[[ RECORD EXCERPTS open ]]
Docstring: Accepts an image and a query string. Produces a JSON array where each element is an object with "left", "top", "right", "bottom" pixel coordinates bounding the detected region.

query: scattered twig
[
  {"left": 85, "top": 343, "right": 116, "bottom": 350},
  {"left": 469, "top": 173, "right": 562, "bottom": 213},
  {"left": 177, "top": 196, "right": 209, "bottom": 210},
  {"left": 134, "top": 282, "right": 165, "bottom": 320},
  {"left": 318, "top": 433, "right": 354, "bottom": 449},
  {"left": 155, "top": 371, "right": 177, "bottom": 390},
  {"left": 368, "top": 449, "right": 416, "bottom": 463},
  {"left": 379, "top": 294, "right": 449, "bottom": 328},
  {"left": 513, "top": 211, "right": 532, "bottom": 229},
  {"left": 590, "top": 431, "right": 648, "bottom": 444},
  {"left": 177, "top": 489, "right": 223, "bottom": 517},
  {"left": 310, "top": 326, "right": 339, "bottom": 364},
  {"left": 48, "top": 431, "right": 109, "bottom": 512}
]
[[ RECORD EXCERPTS closed ]]
#### [PROBLEM DETAILS]
Print every line of the records above without a single difference.

#### [YOUR RESPONSE]
Docstring: Accepts an image and a query string. Produces a JSON array where each element is an object with "left", "top", "right", "bottom" pixel coordinates bounding the detected region.

query: scattered twig
[
  {"left": 85, "top": 343, "right": 116, "bottom": 350},
  {"left": 469, "top": 173, "right": 562, "bottom": 213},
  {"left": 177, "top": 196, "right": 209, "bottom": 210},
  {"left": 134, "top": 282, "right": 165, "bottom": 320},
  {"left": 318, "top": 433, "right": 354, "bottom": 449},
  {"left": 155, "top": 371, "right": 177, "bottom": 390},
  {"left": 368, "top": 449, "right": 416, "bottom": 463},
  {"left": 379, "top": 294, "right": 449, "bottom": 328},
  {"left": 513, "top": 211, "right": 532, "bottom": 229},
  {"left": 590, "top": 431, "right": 648, "bottom": 444},
  {"left": 177, "top": 489, "right": 223, "bottom": 517},
  {"left": 310, "top": 326, "right": 339, "bottom": 364},
  {"left": 48, "top": 431, "right": 109, "bottom": 512}
]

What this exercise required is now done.